ASSIGNMENT — Keep the wording of every entry exactly as it is while leaving the pictures out of your copy.

Saved entries —
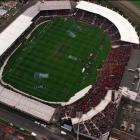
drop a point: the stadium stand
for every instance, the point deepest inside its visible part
(100, 104)
(24, 104)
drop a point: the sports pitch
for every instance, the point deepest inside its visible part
(49, 64)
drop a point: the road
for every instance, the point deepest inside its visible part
(18, 120)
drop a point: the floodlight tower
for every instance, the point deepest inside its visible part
(78, 115)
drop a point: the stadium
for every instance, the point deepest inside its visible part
(71, 55)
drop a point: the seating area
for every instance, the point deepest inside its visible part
(101, 22)
(109, 78)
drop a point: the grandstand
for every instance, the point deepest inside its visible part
(99, 105)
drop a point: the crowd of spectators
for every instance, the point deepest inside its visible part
(109, 77)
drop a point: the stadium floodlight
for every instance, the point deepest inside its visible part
(78, 115)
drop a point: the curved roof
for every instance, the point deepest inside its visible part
(127, 31)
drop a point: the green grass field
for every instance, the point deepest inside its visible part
(49, 64)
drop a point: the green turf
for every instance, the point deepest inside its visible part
(59, 48)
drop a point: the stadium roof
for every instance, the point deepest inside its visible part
(127, 31)
(25, 104)
(16, 28)
(55, 5)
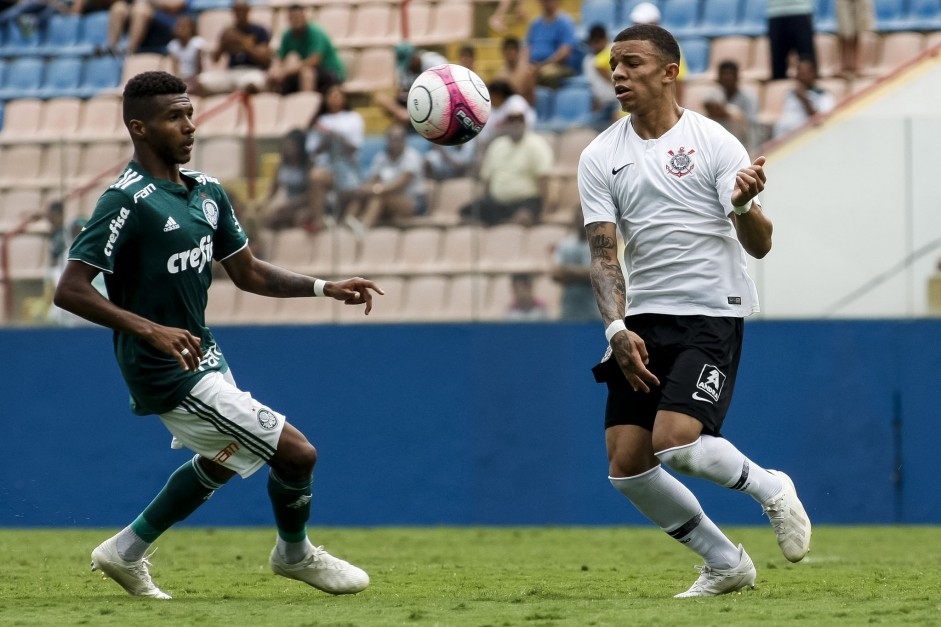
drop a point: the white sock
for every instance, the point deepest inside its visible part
(131, 547)
(671, 506)
(293, 552)
(718, 460)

RESPONSE AREA —
drop a point: the stadium stand
for every instance, the point deepest inside its visible part
(100, 104)
(24, 104)
drop a point: the sports pitch
for every instance, the point deepest inside its visible part
(49, 64)
drop a point: the road
for every instance, the point deepest inside its visible part
(18, 120)
drop a point: the floodlight tower
for every instance, the point deepest inside its visible part
(78, 115)
drop a point: the stadium
for every instance, the point deepest inside its visible part
(71, 55)
drop a point: the seating area
for every instance, the point deepest inside its visible part
(101, 22)
(109, 78)
drop a point: the grandstand
for every instance, the point deepest inside its visible part
(99, 105)
drop a point: the crowd of spectators
for every instance, the point deepest inside its visible part
(109, 77)
drop a point: the stadium floodlight
for every instance, the point deepest inside its visible part
(78, 115)
drop a point: the curved roof
for every instance, the point deepest inside its visible part
(127, 31)
drop a point: the green grass field
for every instance, the point deepest inside its visible part
(49, 64)
drop a point: the green turf
for every instance, the point deepest inside its visible part
(59, 48)
drop a point: the stadium roof
for every instance, the point deepest inside its visible part
(127, 31)
(25, 104)
(16, 28)
(55, 5)
drop a point: the white sock
for every instance, the point deepest inside its visible part
(131, 547)
(671, 506)
(293, 552)
(718, 460)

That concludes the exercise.